Stored records:
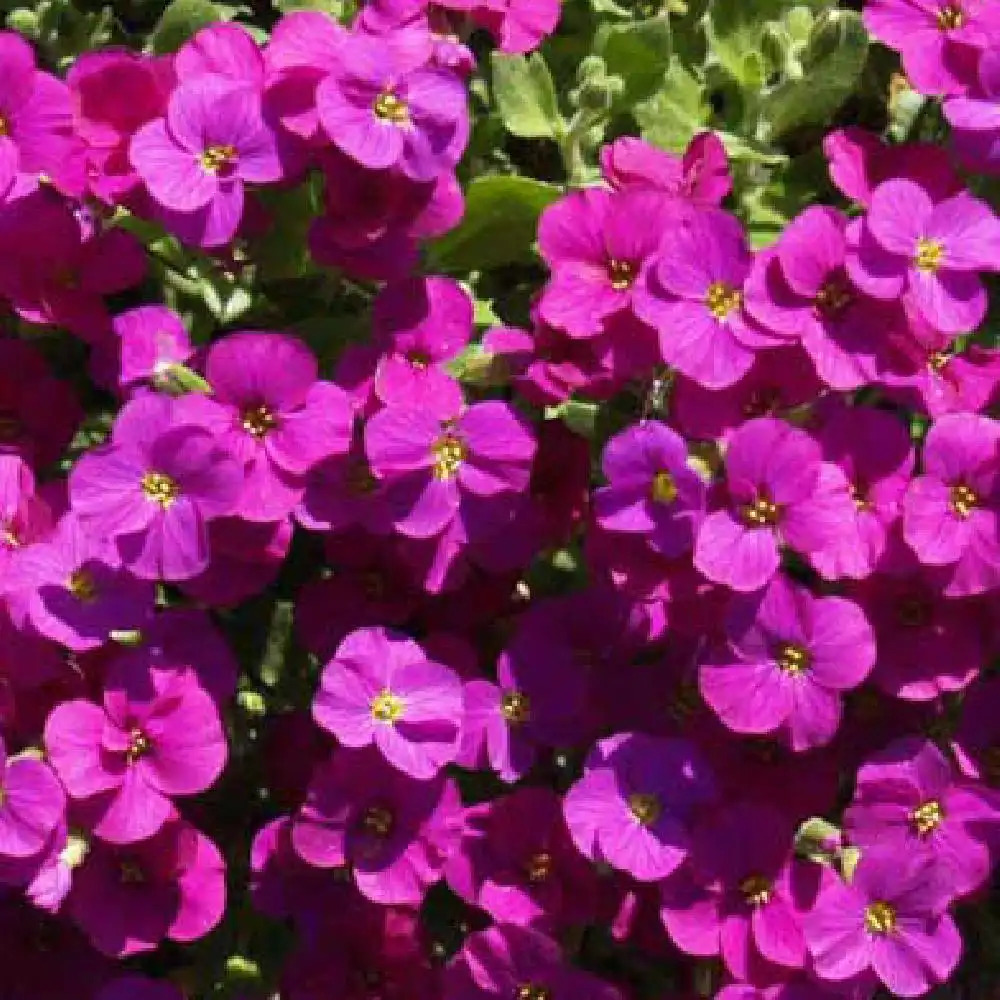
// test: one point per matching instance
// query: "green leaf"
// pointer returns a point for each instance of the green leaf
(672, 116)
(526, 96)
(501, 216)
(181, 20)
(639, 52)
(831, 68)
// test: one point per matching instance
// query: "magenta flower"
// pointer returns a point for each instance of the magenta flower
(908, 800)
(128, 899)
(787, 659)
(890, 919)
(273, 414)
(380, 688)
(630, 808)
(939, 40)
(802, 290)
(76, 590)
(420, 324)
(951, 513)
(32, 805)
(651, 490)
(779, 492)
(510, 961)
(701, 177)
(36, 122)
(742, 894)
(196, 161)
(930, 250)
(154, 487)
(471, 467)
(382, 111)
(596, 243)
(157, 735)
(518, 863)
(393, 832)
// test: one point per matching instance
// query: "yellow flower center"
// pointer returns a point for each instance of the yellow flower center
(880, 918)
(756, 890)
(449, 453)
(926, 818)
(540, 867)
(259, 420)
(644, 807)
(792, 659)
(762, 513)
(215, 158)
(622, 274)
(160, 488)
(390, 108)
(516, 708)
(963, 500)
(387, 707)
(81, 585)
(722, 299)
(950, 17)
(378, 821)
(930, 255)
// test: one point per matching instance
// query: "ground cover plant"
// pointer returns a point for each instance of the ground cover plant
(499, 499)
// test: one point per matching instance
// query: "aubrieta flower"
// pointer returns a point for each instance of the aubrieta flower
(154, 487)
(382, 689)
(196, 161)
(630, 809)
(510, 961)
(910, 801)
(651, 489)
(779, 492)
(788, 656)
(383, 111)
(928, 250)
(275, 416)
(156, 735)
(393, 832)
(891, 919)
(951, 513)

Task details: Give the entries again without a single change, but with no pictures.

Written answer:
// test: one point per matching instance
// query: "green leaf"
// pointer returns a point for each instance of the green leaf
(672, 116)
(526, 96)
(501, 216)
(181, 20)
(639, 52)
(831, 68)
// test: one point per matching instance
// query: "magenta flower"
// pointer returns a point for each instance of the magenta flower
(908, 800)
(128, 899)
(787, 659)
(890, 919)
(273, 414)
(380, 688)
(630, 808)
(939, 40)
(802, 290)
(76, 590)
(420, 324)
(951, 513)
(32, 805)
(651, 490)
(779, 492)
(510, 961)
(701, 177)
(36, 122)
(742, 894)
(196, 161)
(930, 250)
(154, 487)
(471, 467)
(382, 111)
(596, 243)
(157, 735)
(518, 863)
(393, 832)
// test: one point per matching instance
// query: "yellow flower center"
// pointer returns a point for each instance of the yellow flower center
(880, 918)
(756, 890)
(449, 453)
(926, 818)
(540, 867)
(259, 420)
(644, 807)
(792, 659)
(762, 513)
(215, 158)
(622, 274)
(160, 488)
(390, 108)
(516, 708)
(963, 500)
(387, 707)
(81, 585)
(722, 299)
(950, 17)
(378, 821)
(930, 255)
// test: one point per matching instance
// query: "ground cover plant"
// pointer returns a point for each instance of the ground cover plant
(499, 499)
// test: one point per matching instance
// query: "aubrieta flower"
// pointer returns a point for each instance of the aubrieta flower
(154, 487)
(382, 689)
(196, 161)
(630, 809)
(510, 961)
(910, 801)
(651, 489)
(779, 492)
(788, 656)
(383, 111)
(928, 250)
(275, 416)
(156, 735)
(393, 832)
(891, 919)
(951, 513)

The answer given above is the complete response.